* [PROBLEM TO SOLVE]:
Restate the listing in full, keeping every word as it is.

------------------------------------------------------------------------

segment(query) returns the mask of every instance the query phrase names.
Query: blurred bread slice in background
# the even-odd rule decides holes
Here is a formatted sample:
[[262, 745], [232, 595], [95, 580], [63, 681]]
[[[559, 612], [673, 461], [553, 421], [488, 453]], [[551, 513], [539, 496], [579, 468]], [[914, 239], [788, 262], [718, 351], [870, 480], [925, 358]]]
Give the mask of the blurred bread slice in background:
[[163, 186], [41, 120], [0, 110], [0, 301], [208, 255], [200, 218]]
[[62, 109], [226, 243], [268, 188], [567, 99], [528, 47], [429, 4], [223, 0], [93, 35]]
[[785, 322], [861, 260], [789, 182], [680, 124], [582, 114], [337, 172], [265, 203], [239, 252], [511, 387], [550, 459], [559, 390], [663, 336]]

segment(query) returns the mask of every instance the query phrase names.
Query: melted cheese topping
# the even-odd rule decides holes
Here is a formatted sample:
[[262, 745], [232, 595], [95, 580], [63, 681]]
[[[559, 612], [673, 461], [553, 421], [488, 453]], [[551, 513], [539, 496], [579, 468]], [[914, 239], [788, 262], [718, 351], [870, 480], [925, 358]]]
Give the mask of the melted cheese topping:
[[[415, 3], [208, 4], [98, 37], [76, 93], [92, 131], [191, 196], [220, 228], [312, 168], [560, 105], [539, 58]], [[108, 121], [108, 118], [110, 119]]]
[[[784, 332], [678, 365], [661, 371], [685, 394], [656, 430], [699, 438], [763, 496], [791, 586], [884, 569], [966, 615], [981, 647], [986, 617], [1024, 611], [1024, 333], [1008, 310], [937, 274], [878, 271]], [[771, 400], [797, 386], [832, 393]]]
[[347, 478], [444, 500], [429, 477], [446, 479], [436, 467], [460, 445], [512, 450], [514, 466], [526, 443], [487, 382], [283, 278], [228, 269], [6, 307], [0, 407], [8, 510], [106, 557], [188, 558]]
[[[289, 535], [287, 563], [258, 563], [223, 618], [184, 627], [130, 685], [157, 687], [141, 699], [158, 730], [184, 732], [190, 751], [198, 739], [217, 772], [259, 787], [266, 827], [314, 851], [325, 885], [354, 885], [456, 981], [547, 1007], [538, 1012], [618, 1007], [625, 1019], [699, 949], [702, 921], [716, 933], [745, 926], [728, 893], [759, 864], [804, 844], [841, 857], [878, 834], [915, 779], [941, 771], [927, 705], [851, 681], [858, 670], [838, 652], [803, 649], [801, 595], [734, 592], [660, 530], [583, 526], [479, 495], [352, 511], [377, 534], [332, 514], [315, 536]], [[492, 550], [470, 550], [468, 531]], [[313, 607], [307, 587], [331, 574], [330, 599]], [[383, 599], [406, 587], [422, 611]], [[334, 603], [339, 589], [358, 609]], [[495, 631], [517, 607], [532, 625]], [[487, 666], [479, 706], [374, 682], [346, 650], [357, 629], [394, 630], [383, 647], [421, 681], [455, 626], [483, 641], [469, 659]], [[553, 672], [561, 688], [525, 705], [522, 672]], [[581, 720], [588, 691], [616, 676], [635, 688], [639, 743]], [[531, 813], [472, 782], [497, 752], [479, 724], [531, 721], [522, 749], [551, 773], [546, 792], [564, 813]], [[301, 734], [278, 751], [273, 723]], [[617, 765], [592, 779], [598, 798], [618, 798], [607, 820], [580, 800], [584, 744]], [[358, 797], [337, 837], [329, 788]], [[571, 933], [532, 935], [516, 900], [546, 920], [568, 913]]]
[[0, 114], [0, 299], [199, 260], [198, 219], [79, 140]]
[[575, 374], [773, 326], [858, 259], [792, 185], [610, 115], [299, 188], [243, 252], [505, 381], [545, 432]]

------------------------------------------------------------------------

* [ANSWER AREA]:
segment(query) returns the mask of every instance the query phrase names.
Query: blurred bread slice in background
# the even-odd rule decides holes
Here is a formatted sample:
[[262, 745], [232, 595], [95, 580], [63, 681]]
[[[559, 612], [673, 461], [553, 421], [488, 453]], [[551, 513], [539, 496], [579, 468]], [[914, 239], [788, 262], [718, 351], [870, 480], [925, 358]]]
Give the mask of the blurred bread slice in background:
[[163, 186], [41, 120], [0, 110], [0, 301], [208, 255], [200, 218]]
[[62, 109], [226, 243], [268, 188], [567, 99], [528, 47], [429, 4], [223, 0], [93, 35]]
[[785, 322], [861, 260], [789, 182], [680, 124], [582, 114], [337, 172], [265, 203], [239, 252], [511, 387], [550, 459], [559, 390], [663, 336]]

segment(query) returns the mask of every instance the query phrase names.
Query: melted cheese topping
# the even-odd rule decides holes
Here is a formatted sample:
[[262, 745], [232, 595], [95, 580], [63, 681]]
[[[559, 612], [673, 461], [553, 421], [488, 453]], [[551, 513], [539, 496], [579, 468]], [[914, 239], [788, 262], [718, 351], [870, 480], [925, 358]]]
Give the mask of the melted cheese topping:
[[[415, 3], [208, 4], [98, 37], [76, 93], [92, 131], [191, 196], [220, 228], [312, 168], [560, 105], [539, 58]], [[108, 121], [108, 118], [110, 119]]]
[[[784, 332], [678, 365], [661, 371], [685, 394], [656, 430], [699, 438], [763, 496], [791, 586], [884, 569], [966, 615], [981, 647], [986, 617], [1024, 611], [1024, 333], [1008, 310], [937, 274], [878, 271]], [[771, 400], [797, 386], [832, 393]]]
[[347, 478], [444, 500], [429, 477], [446, 479], [436, 467], [460, 445], [512, 450], [514, 466], [526, 443], [487, 382], [283, 278], [228, 269], [6, 307], [0, 407], [8, 510], [106, 557], [188, 558]]
[[[289, 535], [287, 563], [258, 563], [223, 618], [184, 627], [130, 685], [157, 687], [141, 699], [158, 730], [184, 732], [190, 751], [198, 739], [217, 772], [259, 787], [266, 827], [314, 851], [325, 885], [354, 885], [456, 981], [547, 1007], [538, 1012], [618, 1007], [625, 1019], [699, 949], [702, 921], [716, 933], [745, 926], [728, 893], [759, 864], [804, 844], [841, 857], [878, 834], [915, 779], [941, 771], [927, 705], [851, 681], [858, 670], [838, 652], [803, 649], [801, 595], [734, 592], [660, 530], [583, 526], [479, 495], [352, 511], [377, 534], [332, 514], [315, 536]], [[492, 550], [470, 550], [468, 531]], [[313, 607], [307, 587], [331, 574], [330, 599]], [[383, 599], [406, 587], [422, 611]], [[334, 603], [339, 589], [358, 609]], [[495, 631], [517, 607], [532, 625]], [[487, 666], [479, 706], [374, 682], [346, 650], [357, 629], [394, 630], [383, 647], [421, 681], [455, 626], [483, 641], [469, 659]], [[553, 672], [561, 688], [525, 705], [522, 672]], [[581, 720], [588, 691], [616, 676], [635, 688], [639, 743]], [[531, 813], [472, 782], [497, 752], [479, 724], [531, 721], [522, 749], [551, 773], [546, 792], [564, 813]], [[301, 734], [278, 751], [273, 723]], [[617, 765], [592, 779], [598, 798], [618, 798], [607, 820], [580, 800], [584, 744]], [[358, 797], [337, 837], [329, 788]], [[571, 933], [532, 935], [516, 900], [546, 920], [568, 913]]]
[[0, 114], [0, 299], [199, 260], [198, 219], [79, 140]]
[[575, 374], [773, 326], [858, 259], [792, 185], [610, 115], [299, 188], [243, 252], [505, 381], [545, 432]]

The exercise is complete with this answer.